Recast every line of the data below as a numbered list, skipping any blank lines. Leave the pictures out of your answer.

= = = = =

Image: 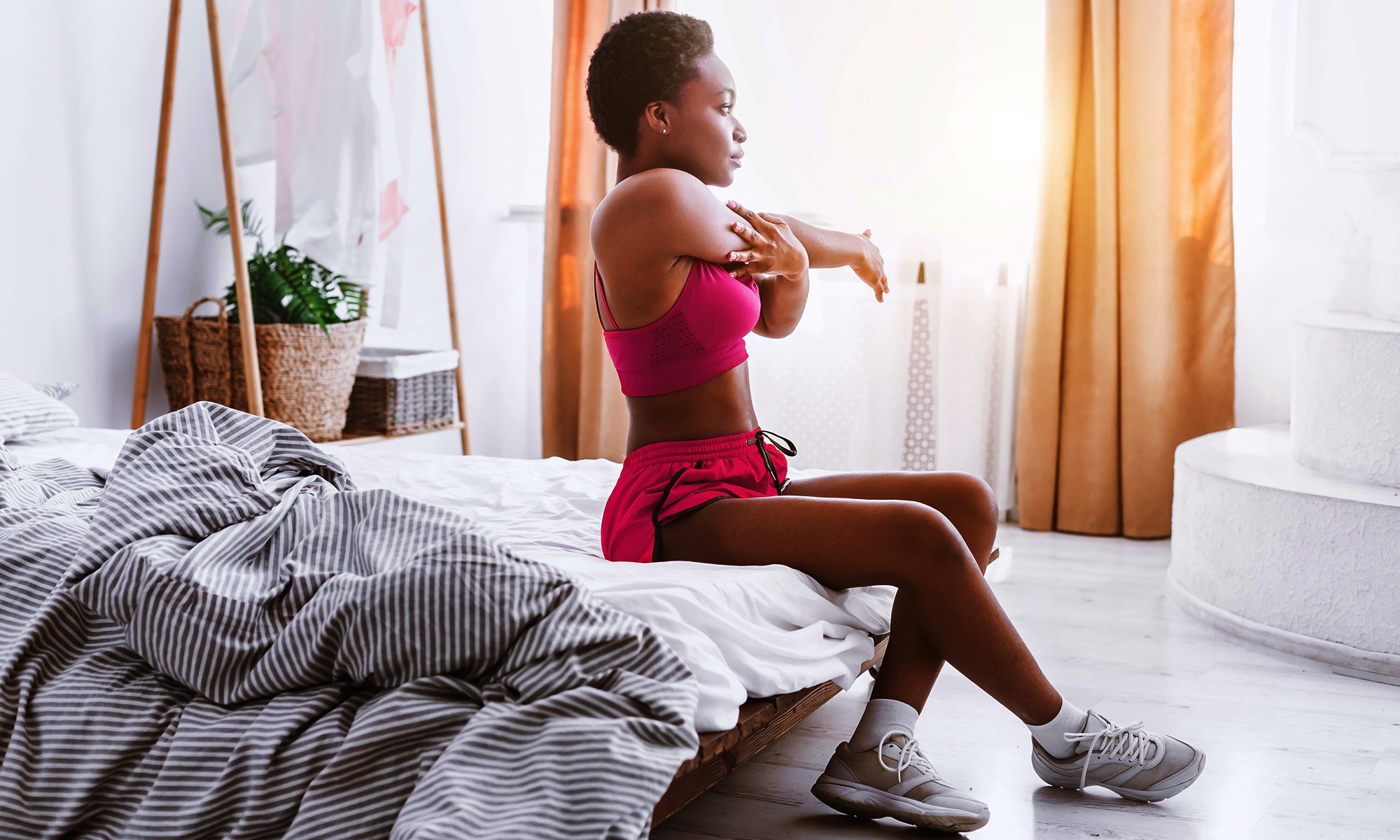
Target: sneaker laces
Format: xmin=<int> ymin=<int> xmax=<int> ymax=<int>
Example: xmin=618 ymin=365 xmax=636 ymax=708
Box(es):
xmin=1064 ymin=710 xmax=1154 ymax=790
xmin=875 ymin=729 xmax=942 ymax=781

= = = = =

Finished answer:
1. Image: 
2. Target: sneaker laces
3. Format: xmin=<int> ymin=<int> xmax=<int> ymax=<int>
4. Example: xmin=618 ymin=365 xmax=636 ymax=708
5. Box(es):
6. xmin=1064 ymin=710 xmax=1154 ymax=790
7. xmin=875 ymin=729 xmax=942 ymax=781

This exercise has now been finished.